**Consigne 1**
Répondez brièvement à ces questions sur le texte consacré à Andreï Tarkovski :
(a) Quels sont les deux temps successifs que comporte l'écart entre ce que dit l'œuvre et ce qui en est dit ?
(b) Hormis cinéaste, que Tarkovski était-il, selon le texte ?
(c) À quoi le film se construit-il semblable ?
**Consigne 2**
Prolongez le texte consacré à Andreï Tarkovski à partir de sa dernière phrase.

**Texte**
•••

L’œuvre d’art véritable déborde son commentaire ; elle se tient en retrait, à la périphérie de l’exégèse : son double, ressemblant mais incomplet, siège au cœur des discours, alimente la fièvre et la complexité ; intacte, elle continue à se donner silencieusement à cette partie de l’être qui la reçoit, et la comprend, sans un mot. Entre ce qu’elle dit et ce qui est dit, l’écart est infini mais non regrettable. Il comporte deux temps successifs, celui du vécu et celui de la pensée, dont le premier, bien que de nature irréductible au second, connaît pourtant grâce à lui une seconde vie, dont il absorbe la densité, la force persuasive, pour gagner en durée ce qu’il perd en authenticité.
Ce principe, Andreï Tarkovski – qui était autant philosophe que cinéaste – l’a intégré à la substance même de ses films. La vie en tant que telle, le cinéma et les interprétations dont il fait l’objet, existent, mais séparés, ils ne se reflètent pas et se réfèrent l’un à l’autre sans se représenter. Cette théorie induit un langage spécifique, qui reprend les mécanismes du réel pour produire des images vraies, et non des symboles. Le film se construit comme un rêve – un rêve nocturne, que l’on vit, sans rapport avec celui auquel on se livre consciemment lorsqu’on imagine, que l’on arrange les choses selon son désir. Les images paraissent étranges, vacillantes, et simultanément familières, intimes. Elles nous bouleversent, nous font mal, inexplicablement. Interpréter, c’est tenter de substituer au sentiment, ou à la sensation, un commentaire qui, prétendant contenir l’essentiel de l’oeuvre, la sacrifie à la rationalisation. La forme prophétique, les abstractions, la lenteur, la densité de chaque plan : tout n’est que tentation herméneutique. Or, les explications, quelque pertinentes, quelque fascinantes qu’elles soient, ne renvoient qu’aux caractères extérieurs du film.

•••

**Données**

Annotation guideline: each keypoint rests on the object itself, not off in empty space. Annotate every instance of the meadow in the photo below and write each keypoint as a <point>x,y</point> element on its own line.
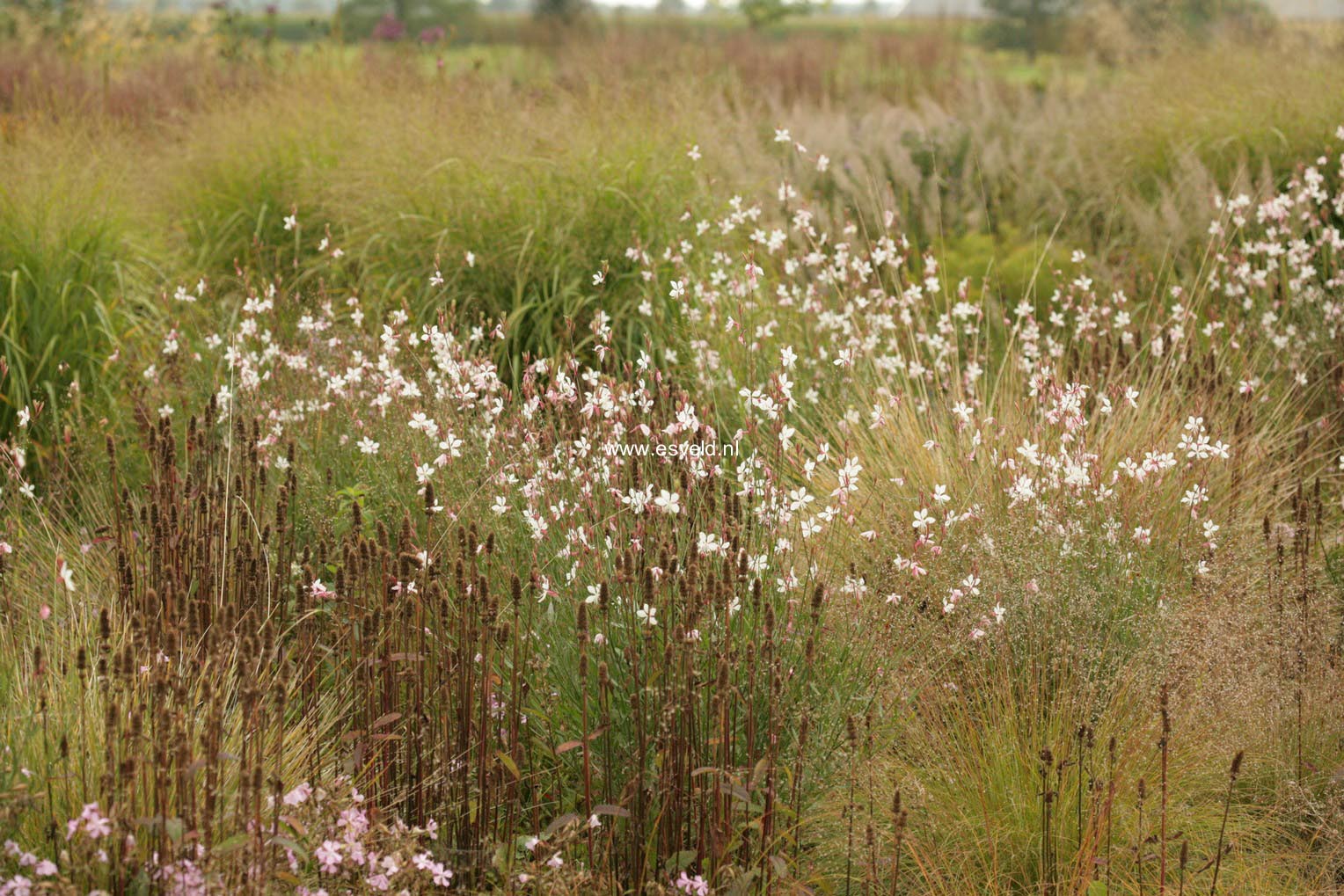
<point>671,458</point>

•••

**Résultat final 1**
(a) Le temps du vécu et celui de la pensée.
(b) Philosophe.
(c) À un rêve, un rêve nocturne que l'on vit.

**Résultat final 2**
« Que le projet s’accomplisse. Qu’ils se fient à ce qu’ils voient. Et qu’ils s’amusent à découvrir leurs passions. Ce qu’ils nomment ainsi en réalité n’a rien à voir avec l’énergie de l’âme, ce n’est que le produit de son frottement contre le monde matériel. » (Stalker)
Photographies : Stalker, Le Sacrifice, L’Enfance d’Ivan.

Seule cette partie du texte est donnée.